**EXERCISE DESCRIPTION**
Could you give the rows from the line with "the blonde hair" through the line with "[808,351,865,630]" again, changing "pale pink dress" to "light pink dress" and leaving everything else the same?

**** RECORDED INFORMATION ****

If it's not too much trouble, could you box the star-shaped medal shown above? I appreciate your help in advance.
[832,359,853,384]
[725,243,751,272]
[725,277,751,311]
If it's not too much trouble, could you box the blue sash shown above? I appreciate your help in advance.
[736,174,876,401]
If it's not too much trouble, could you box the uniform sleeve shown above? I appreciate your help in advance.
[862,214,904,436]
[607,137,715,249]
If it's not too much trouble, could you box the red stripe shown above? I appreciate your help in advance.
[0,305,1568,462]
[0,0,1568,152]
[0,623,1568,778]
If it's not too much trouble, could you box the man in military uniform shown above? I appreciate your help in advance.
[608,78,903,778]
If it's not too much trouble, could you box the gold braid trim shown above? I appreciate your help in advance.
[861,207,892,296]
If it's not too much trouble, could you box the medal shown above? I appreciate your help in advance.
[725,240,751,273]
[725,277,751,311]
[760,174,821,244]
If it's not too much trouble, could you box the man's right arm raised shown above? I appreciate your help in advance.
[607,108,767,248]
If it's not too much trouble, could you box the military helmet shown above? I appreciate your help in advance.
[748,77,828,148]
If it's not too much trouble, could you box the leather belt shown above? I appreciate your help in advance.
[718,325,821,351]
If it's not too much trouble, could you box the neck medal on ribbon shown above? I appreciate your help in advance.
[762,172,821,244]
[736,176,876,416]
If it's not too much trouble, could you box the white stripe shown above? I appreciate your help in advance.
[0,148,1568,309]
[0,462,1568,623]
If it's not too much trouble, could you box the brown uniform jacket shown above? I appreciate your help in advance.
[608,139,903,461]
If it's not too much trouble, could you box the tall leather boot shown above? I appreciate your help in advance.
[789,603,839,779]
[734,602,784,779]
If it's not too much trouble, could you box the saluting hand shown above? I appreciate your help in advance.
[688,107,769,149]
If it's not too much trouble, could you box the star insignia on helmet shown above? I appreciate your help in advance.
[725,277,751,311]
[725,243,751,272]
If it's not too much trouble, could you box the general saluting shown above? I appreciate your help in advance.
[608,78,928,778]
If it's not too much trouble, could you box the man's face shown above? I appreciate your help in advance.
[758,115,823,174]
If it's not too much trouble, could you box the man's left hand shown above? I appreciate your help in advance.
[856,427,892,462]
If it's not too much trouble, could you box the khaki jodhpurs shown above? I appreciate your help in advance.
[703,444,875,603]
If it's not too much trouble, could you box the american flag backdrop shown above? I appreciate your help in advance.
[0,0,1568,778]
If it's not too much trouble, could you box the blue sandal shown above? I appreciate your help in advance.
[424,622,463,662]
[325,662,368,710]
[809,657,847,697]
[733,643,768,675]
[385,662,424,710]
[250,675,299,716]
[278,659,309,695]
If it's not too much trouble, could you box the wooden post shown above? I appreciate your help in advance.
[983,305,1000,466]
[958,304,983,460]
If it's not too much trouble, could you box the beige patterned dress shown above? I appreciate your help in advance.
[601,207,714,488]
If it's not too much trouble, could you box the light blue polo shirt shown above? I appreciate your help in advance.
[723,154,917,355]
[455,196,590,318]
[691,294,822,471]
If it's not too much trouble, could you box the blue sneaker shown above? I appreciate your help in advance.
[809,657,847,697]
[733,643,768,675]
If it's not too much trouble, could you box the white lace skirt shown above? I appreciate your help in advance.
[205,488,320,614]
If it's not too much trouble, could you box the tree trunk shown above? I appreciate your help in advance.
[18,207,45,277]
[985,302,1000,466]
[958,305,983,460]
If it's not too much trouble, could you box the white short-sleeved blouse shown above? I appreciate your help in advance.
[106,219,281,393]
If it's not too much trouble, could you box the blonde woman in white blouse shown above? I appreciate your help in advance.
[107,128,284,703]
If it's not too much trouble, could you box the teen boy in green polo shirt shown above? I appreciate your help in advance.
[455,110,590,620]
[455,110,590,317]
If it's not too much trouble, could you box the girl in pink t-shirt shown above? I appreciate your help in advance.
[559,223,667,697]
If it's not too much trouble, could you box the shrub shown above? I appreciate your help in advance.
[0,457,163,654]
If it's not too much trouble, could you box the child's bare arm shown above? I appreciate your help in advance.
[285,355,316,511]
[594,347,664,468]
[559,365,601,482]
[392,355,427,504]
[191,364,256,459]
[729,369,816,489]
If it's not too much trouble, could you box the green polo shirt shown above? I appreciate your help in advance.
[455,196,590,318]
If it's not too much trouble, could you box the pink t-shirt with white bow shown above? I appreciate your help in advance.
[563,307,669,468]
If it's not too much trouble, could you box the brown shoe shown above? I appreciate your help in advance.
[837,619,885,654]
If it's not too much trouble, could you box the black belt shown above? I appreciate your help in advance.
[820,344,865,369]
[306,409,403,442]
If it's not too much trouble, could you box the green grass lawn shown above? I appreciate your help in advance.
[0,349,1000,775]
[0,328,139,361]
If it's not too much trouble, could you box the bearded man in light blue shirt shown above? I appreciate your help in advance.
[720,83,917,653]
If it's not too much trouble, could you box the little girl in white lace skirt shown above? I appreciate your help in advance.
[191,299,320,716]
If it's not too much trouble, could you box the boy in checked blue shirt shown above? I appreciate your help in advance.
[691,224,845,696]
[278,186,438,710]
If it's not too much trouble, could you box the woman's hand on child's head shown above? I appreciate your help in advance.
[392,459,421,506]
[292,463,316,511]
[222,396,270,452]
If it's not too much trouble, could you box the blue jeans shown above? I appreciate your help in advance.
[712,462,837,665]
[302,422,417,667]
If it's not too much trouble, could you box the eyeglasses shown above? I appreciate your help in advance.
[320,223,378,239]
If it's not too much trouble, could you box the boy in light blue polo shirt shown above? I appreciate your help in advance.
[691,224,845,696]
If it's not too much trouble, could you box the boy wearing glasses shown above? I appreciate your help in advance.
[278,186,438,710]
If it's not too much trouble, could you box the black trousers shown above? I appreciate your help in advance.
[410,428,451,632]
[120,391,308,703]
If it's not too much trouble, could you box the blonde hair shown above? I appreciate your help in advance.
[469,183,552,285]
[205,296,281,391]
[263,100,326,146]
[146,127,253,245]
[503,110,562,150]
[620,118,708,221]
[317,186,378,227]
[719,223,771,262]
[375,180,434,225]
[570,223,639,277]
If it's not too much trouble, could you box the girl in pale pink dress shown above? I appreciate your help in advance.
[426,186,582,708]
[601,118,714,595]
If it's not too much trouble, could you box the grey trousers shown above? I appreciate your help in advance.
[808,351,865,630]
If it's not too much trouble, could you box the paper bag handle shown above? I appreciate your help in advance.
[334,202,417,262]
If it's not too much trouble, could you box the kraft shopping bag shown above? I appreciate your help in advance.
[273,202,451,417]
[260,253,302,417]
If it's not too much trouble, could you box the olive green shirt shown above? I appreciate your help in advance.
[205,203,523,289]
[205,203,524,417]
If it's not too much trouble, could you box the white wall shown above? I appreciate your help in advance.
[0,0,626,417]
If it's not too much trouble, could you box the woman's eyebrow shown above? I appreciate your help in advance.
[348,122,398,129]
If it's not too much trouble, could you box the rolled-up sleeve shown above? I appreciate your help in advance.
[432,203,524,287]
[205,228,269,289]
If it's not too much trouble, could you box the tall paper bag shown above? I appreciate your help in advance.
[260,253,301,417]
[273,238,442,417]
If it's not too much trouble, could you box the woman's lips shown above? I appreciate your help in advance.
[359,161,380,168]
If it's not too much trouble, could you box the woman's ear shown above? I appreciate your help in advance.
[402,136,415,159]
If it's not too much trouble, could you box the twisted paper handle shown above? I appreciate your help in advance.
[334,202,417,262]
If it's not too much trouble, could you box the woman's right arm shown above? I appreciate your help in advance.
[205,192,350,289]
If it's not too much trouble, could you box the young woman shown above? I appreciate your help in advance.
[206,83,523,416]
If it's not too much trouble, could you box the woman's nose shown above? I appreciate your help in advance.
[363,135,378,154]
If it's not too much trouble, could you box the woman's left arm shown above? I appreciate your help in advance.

****

**TASK SOLUTION**
If it's not too much trouble, could you box the blonde hair shown above? I appreciate your help in advance.
[469,183,552,285]
[205,296,281,391]
[263,100,326,146]
[146,127,253,245]
[503,110,562,150]
[620,118,708,221]
[317,186,378,227]
[719,223,771,262]
[375,180,434,225]
[570,223,639,277]
If it's not too much trouble, could you box the girl in light pink dress shown above? I appreciate your help in advance.
[426,186,582,708]
[601,118,714,595]
If it's not too much trouble, could you box the grey trousers shown above? I appreciate your help in advance.
[808,351,865,630]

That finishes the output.